◆ TEXTO PROPORCIONADO:
######

Días de adaptación con sabor a Ecuador (2da parte)

   Esa segunda semana de septiembre empecé a sumergirme realmente en el mundo ecuatoriano. El lunes Geraldine y Raúl quisieron saber lo que había hecho el fin de semana, parecían auténticamente preocupados por el hecho de que estaba sola en el país y había dejado a toda mi familia atrás. Me invitaron a almorzar el domingo con ellos y yo acepté complacida. Me maravillaba la amabilidad que mostraron conmigo. El viernes que habíamos salido, ellos me invitaron la comida, porque yo solo tenía dinero para el pasaje de esos días hasta que me saliera el primer pago. De manera que me sentí en confianza con ellos, tranquila y segura. 
    También, esa segunda semana el hostigamiento respecto a mi condición de soltera fue casi insoportable. Recuerdo perfectamente que Geraldine no cesaba de preguntarme "cómo así" estaba soltera. Si no había dejado un novio en Venezuela. Y cuando se cercioró de que nada había dejado allá respecto a un novio o algo, entonces me dijo que en la institución había algunos chicos que me habían puesto el ojo y que me convendría uno más que el otro. Uno de los días de esa semana, una profesora equis se me acercó a preguntarme si era cierto que estaba soltera, y me dijo que un profesor que ella conocía, estaba interesado en conocerme. Me sentí tan asqueada, era como si me vieran como carne recién cocida y estuvieran hambrientos, tanto hombres como mujeres. Las mujeres no por las razones de comerme a mí, sino por verme con algún macho poseedor de mi persona. Con esas experiencias empecé a darme cuenta de varias cosas. Lo primero, es que muchas de esas profesoras que estaban casadas, se sentían amenazadas por mi presencia ahí. Y dentro de mí me burlaba pensando en que era absolutamente absurdo que se sintieran así, puesto que mi interés por el género masculino es nulo para formar relaciones de pareja. También, me di cuenta que como sociedad, los ecuatorianos tienen como esta obsesión con el matrimonio y quizá por el hecho de ser evangélicos, en esa institución era como que no concebían que una chica con mis características (profesional y guapa), no estuviera casada.

######

◆ QUÉ HACER:
1. Reproduce del relato todo lo que va desde "Esa segunda semana de" hasta "tranquila y segura.".
2. Según el relato, ¿qué día invitaron Geraldine y Raúl a almorzar a quien narra?
3. Resume en forma de lista el párrafo del relato que empieza con "Esa segunda semana de septiembre empecé", conservando sus datos principales.
Las líneas siguientes no tienen relación con el relato.

######

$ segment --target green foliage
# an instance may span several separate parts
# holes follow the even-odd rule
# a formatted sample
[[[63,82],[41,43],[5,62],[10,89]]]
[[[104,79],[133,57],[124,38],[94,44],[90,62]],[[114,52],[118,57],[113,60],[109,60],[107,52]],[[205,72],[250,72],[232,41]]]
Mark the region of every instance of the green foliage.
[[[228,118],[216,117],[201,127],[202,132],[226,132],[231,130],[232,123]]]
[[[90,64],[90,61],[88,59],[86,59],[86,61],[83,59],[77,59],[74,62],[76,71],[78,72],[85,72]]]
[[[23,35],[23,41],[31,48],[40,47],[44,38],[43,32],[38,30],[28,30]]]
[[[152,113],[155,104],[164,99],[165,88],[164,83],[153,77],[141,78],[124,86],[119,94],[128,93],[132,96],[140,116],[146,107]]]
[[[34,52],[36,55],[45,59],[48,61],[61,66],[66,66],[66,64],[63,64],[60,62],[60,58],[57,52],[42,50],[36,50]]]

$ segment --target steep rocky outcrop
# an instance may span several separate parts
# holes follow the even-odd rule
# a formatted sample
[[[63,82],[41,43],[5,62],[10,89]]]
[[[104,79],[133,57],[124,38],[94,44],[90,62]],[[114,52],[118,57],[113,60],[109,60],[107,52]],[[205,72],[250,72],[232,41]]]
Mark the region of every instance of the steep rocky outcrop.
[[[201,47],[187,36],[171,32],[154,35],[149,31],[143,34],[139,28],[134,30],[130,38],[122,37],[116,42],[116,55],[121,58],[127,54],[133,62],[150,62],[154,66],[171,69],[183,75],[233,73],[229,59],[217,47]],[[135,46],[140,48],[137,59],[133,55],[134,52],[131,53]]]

######

◆ RESPUESTAS ESPERADAS:
1.
Esa segunda semana de septiembre empecé a sumergirme realmente en el mundo ecuatoriano. El lunes Geraldine y Raúl quisieron saber lo que había hecho el fin de semana, parecían auténticamente preocupados por el hecho de que estaba sola en el país y había dejado a toda mi familia atrás. Me invitaron a almorzar el domingo con ellos y yo acepté complacida. Me maravillaba la amabilidad que mostraron conmigo. El viernes que habíamos salido, ellos me invitaron la comida, porque yo solo tenía dinero para el pasaje de esos días hasta que me saliera el primer pago. De manera que me sentí en confianza con ellos, tranquila y segura.

2. El domingo.

3.
- En la segunda semana de septiembre empezó a sumergirse de verdad en el mundo ecuatoriano.
- El lunes, Geraldine y Raúl le preguntaron por su fin de semana. Se mostraban preocupados porque estaba sola en el país, lejos de su familia.
- La invitaron a almorzar el domingo y ella aceptó.
- El viernes en que salieron juntos, ellos pagaron la comida, porque ella solo tenía dinero para el pasaje hasta recibir su primer pago.
- Por eso se sintió en confianza con ellos, tranquila y segura.